Texte à lire:
Pourquoi lui et pas un autre parmi les prétendants à la magistrature suprême ?

 

Pour son background professionnel, technique et politique qui nous permet de voir en l’homme des prédispositions, des aptitudes à impulser une gouvernance novatrice et vertueuse. On l’a vu à l’œuvre quand il était Premier ministre, ambassadeur auprès de l’Union européenne, président de la Commission de la CEDEAO. Des postes éminemment politiques et techniques où il a fait valoir ses compétences dans la gestion des hommes, de l’économie, de l’administration publique, avec beaucoup de qualités technocratiques et humaines dont l’humilité. Kadré Désiré Ouédraogo est un homme humble. Cela le prédispose à être à l’écoute des populations. C’est cet ensemble de qualités technocratiques, professionnelles et politiques qui nous font dire qu’il est le plus indiqué pour créer la rupture positive dans la gouvernance de notre pays.

 

Il a été l’un des Premiers ministres de Blaise Compaoré. Vous-même vous êtes un de ses anciens ministres. Certains analystes font rapidement des liens avec vos choix du moment et disent que la création de votre parti a été inspirée par l’ancien président. Que répondez-vous à cela ?

 

  Moi, je ne suis pas au courant de cela.

 

Vous démentez donc que votre parti ait des liens avec Blaise Compaoré ?

 

Je vous réponds que je ne suis pas au courant de cela. Je sais par contre qu’il est le père fondateur du CDP et qu’il continue d’entretenir des liens étroits avec ce parti.

 

Comment évolue votre parti quelque six mois après sa naissance ?

Enregistrements d'un jeu de données:
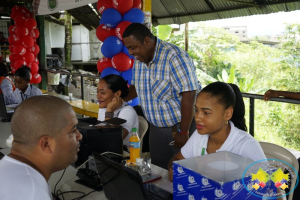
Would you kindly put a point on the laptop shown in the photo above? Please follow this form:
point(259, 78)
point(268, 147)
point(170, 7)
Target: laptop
point(122, 183)
point(6, 111)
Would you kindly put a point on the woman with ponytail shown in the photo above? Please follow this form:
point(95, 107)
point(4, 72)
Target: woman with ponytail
point(220, 123)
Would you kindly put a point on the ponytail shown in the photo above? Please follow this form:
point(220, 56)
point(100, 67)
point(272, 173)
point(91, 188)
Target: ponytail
point(229, 95)
point(238, 116)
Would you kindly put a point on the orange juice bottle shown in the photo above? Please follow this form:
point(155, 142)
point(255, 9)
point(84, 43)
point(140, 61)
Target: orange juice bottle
point(134, 145)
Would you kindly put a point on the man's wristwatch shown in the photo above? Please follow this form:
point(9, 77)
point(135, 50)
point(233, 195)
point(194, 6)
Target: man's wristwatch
point(109, 114)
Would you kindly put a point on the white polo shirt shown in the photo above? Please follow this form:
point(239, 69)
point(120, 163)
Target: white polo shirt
point(238, 142)
point(124, 112)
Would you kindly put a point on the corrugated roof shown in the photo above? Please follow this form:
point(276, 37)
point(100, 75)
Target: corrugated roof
point(182, 11)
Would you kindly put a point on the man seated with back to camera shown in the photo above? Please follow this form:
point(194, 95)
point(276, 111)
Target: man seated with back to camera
point(46, 140)
point(111, 91)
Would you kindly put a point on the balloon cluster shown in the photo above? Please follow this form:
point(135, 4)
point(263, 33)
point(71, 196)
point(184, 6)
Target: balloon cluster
point(116, 16)
point(22, 42)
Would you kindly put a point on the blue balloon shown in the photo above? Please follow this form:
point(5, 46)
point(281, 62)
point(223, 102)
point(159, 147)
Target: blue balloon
point(108, 71)
point(111, 17)
point(111, 46)
point(125, 50)
point(127, 75)
point(133, 102)
point(134, 15)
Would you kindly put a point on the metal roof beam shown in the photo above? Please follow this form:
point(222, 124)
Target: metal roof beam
point(225, 10)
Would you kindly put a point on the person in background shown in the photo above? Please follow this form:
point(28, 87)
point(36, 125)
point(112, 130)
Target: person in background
point(111, 91)
point(6, 85)
point(24, 88)
point(220, 119)
point(277, 93)
point(46, 140)
point(164, 79)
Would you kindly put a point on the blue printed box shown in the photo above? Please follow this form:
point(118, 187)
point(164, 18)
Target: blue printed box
point(217, 176)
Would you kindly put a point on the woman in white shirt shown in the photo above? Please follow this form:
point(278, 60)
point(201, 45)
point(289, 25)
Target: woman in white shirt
point(220, 123)
point(24, 89)
point(111, 91)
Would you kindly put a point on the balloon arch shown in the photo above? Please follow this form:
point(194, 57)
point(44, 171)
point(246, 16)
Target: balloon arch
point(116, 15)
point(22, 42)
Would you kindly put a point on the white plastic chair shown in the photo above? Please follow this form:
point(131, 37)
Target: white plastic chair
point(143, 127)
point(277, 152)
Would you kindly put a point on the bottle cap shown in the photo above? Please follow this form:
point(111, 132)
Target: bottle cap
point(134, 129)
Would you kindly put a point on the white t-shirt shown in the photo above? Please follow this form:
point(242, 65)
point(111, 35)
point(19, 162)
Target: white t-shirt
point(124, 112)
point(20, 181)
point(238, 142)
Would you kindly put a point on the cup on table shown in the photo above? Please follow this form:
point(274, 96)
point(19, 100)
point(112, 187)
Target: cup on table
point(71, 96)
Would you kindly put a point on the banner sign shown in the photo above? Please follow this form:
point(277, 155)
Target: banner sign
point(46, 7)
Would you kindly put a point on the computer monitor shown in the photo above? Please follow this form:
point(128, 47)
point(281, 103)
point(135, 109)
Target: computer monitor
point(99, 139)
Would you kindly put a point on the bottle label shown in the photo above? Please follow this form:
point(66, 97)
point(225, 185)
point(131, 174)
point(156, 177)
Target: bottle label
point(134, 145)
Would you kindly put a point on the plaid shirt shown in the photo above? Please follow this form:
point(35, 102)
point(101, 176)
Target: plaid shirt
point(159, 85)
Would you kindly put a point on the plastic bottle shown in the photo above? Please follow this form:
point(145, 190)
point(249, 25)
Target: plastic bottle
point(134, 145)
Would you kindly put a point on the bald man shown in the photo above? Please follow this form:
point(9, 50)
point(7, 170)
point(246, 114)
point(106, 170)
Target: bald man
point(46, 140)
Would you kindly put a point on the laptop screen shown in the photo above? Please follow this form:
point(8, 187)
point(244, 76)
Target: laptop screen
point(118, 181)
point(99, 139)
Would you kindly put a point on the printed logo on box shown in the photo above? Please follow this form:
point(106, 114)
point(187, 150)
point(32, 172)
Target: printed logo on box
point(191, 197)
point(266, 183)
point(180, 188)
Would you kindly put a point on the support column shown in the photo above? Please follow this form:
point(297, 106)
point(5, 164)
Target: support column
point(42, 55)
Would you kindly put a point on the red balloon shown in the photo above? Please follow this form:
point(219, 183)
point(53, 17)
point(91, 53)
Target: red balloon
point(35, 49)
point(28, 57)
point(104, 4)
point(13, 57)
point(37, 61)
point(34, 33)
point(11, 48)
point(19, 50)
point(13, 39)
point(24, 10)
point(121, 28)
point(22, 31)
point(13, 15)
point(15, 9)
point(20, 20)
point(27, 41)
point(103, 63)
point(19, 63)
point(36, 78)
point(28, 15)
point(137, 4)
point(34, 68)
point(123, 6)
point(121, 62)
point(12, 29)
point(132, 62)
point(104, 32)
point(30, 24)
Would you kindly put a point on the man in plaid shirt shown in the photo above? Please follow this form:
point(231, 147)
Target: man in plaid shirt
point(164, 79)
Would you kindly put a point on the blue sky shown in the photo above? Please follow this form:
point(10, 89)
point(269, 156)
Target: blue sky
point(259, 25)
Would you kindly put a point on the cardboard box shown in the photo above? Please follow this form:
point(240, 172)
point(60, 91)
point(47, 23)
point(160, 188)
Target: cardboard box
point(217, 176)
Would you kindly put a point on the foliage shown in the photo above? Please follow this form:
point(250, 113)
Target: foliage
point(255, 68)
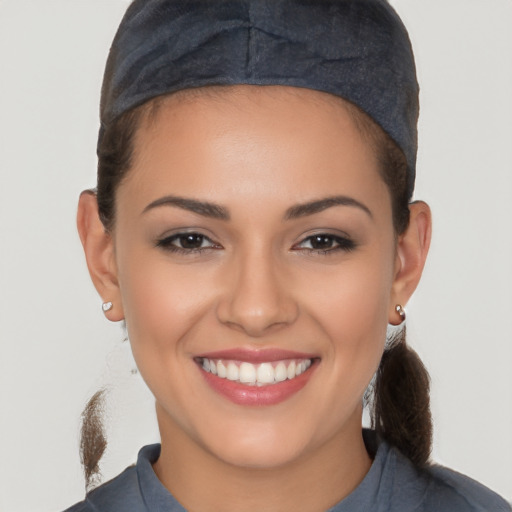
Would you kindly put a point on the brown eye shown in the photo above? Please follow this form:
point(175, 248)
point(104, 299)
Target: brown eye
point(322, 242)
point(187, 243)
point(325, 243)
point(191, 241)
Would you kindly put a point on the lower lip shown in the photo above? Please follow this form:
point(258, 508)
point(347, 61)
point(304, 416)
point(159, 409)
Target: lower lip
point(258, 395)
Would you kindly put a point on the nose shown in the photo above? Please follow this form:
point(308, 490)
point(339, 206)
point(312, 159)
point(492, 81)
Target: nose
point(257, 298)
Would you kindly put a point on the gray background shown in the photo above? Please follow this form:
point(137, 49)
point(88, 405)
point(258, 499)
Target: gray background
point(56, 347)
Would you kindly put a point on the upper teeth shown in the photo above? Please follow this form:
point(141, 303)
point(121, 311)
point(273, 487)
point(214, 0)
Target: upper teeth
point(256, 374)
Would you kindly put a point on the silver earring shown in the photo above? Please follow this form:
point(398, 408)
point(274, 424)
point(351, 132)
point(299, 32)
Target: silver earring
point(107, 306)
point(400, 310)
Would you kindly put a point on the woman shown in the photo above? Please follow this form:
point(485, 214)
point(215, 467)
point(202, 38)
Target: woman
point(252, 226)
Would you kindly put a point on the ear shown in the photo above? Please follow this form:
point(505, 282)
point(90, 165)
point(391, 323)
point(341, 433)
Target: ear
point(411, 254)
point(99, 253)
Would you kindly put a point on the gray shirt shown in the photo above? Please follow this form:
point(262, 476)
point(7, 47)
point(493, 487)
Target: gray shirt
point(393, 484)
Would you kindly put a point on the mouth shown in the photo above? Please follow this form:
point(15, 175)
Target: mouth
point(249, 374)
point(256, 378)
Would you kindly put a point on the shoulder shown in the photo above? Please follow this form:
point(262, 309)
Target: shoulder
point(119, 494)
point(443, 490)
point(456, 489)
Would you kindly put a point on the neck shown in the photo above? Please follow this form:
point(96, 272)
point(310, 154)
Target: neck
point(200, 481)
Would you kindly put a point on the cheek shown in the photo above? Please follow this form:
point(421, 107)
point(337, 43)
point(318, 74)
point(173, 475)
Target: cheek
point(161, 302)
point(353, 311)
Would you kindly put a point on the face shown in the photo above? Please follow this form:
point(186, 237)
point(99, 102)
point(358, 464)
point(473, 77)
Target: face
point(254, 244)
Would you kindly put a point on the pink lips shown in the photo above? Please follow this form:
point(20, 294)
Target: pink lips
point(271, 394)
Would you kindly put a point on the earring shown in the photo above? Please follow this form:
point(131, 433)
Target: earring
point(107, 306)
point(400, 310)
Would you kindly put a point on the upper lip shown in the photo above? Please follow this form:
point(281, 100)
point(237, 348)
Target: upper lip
point(256, 355)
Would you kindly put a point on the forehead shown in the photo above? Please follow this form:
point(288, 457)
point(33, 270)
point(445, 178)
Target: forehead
point(231, 141)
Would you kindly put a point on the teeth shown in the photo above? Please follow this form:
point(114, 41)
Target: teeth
point(256, 375)
point(222, 371)
point(247, 373)
point(233, 373)
point(281, 372)
point(290, 373)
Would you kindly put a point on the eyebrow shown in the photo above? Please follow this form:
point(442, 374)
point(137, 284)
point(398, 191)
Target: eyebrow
point(216, 211)
point(203, 208)
point(302, 210)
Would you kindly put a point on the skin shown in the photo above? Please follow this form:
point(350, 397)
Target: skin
point(256, 152)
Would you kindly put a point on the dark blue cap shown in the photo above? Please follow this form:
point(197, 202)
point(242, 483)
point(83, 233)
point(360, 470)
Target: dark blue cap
point(356, 49)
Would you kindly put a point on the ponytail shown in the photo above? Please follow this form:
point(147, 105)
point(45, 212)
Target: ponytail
point(401, 401)
point(93, 441)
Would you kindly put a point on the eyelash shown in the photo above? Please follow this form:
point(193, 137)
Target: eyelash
point(169, 243)
point(342, 244)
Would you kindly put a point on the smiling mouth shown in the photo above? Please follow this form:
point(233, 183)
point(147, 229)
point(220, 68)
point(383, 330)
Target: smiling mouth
point(248, 374)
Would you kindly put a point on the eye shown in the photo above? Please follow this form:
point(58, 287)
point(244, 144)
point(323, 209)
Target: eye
point(187, 243)
point(325, 243)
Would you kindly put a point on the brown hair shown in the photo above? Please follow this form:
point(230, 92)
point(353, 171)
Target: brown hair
point(400, 410)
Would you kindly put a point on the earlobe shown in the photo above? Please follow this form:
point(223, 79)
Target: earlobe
point(412, 250)
point(99, 253)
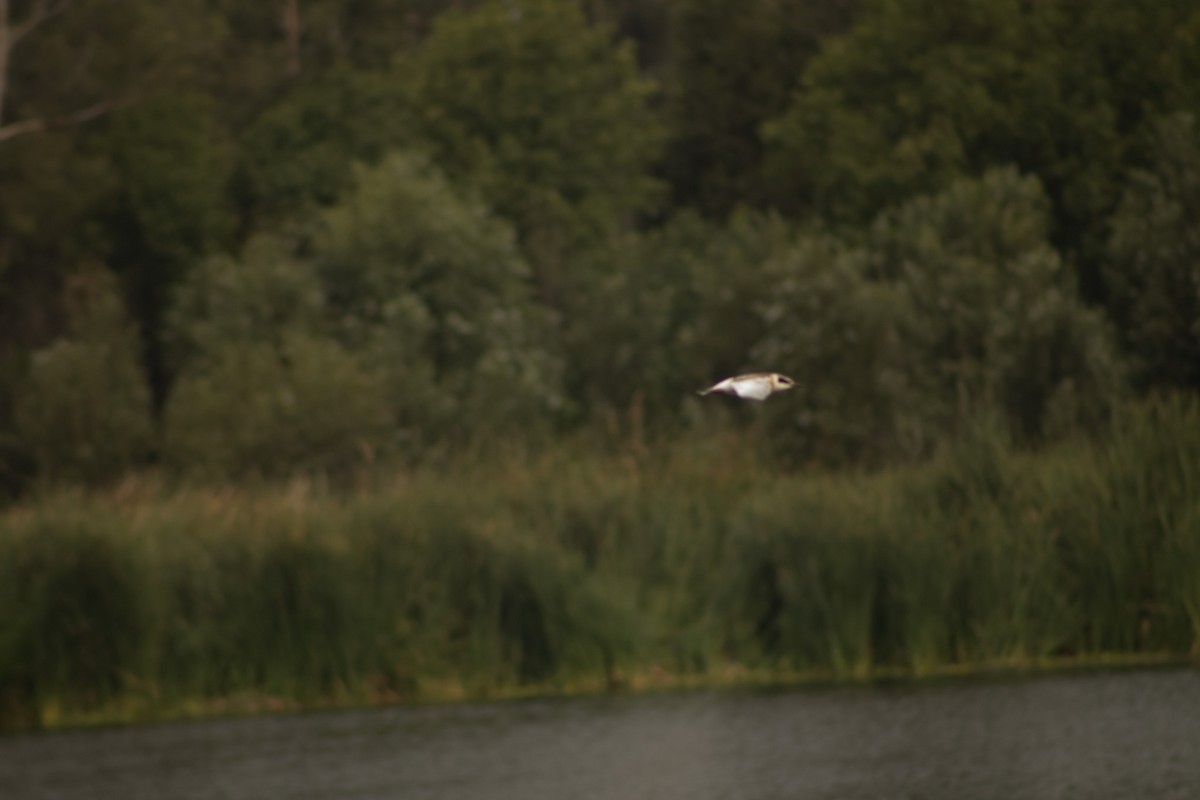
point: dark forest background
(312, 235)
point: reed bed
(579, 571)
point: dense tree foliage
(317, 234)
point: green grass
(579, 571)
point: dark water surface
(1127, 734)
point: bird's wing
(756, 390)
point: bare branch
(41, 11)
(49, 124)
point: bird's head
(781, 383)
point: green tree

Consigne 1:
Recopiez mot pour mot le passage de l'entretien qui commence par les mots contenant "Moi, je ne suis" et se termine par "après sa naissance ?".
Consigne 2:
Présentez en liste numérotée, sans les lignes vides, la partie des enregistrements qui va de la ligne contenant "Would you kindly put a point on the skin" à la ligne contenant "point(93, 441)", ces deux lignes comprises.

Corrigé 1:
Moi, je ne suis pas au courant de cela.

 

Vous démentez donc que votre parti ait des liens avec Blaise Compaoré ?

 

Je vous réponds que je ne suis pas au courant de cela. Je sais par contre qu’il est le père fondateur du CDP et qu’il continue d’entretenir des liens étroits avec ce parti.

 

Comment évolue votre parti quelque six mois après sa naissance ?

Corrigé 2:
1. Would you kindly put a point on the skin shown in the photo above? Please follow this form:
2. point(350, 397)
3. Target: skin
4. point(256, 152)
5. Would you kindly put a point on the dark blue cap shown in the photo above? Please follow this form:
6. point(197, 202)
7. point(242, 483)
8. point(83, 233)
9. point(360, 470)
10. Target: dark blue cap
11. point(356, 49)
12. Would you kindly put a point on the ponytail shown in the photo above? Please follow this form:
13. point(147, 105)
14. point(45, 212)
15. Target: ponytail
16. point(401, 401)
17. point(93, 441)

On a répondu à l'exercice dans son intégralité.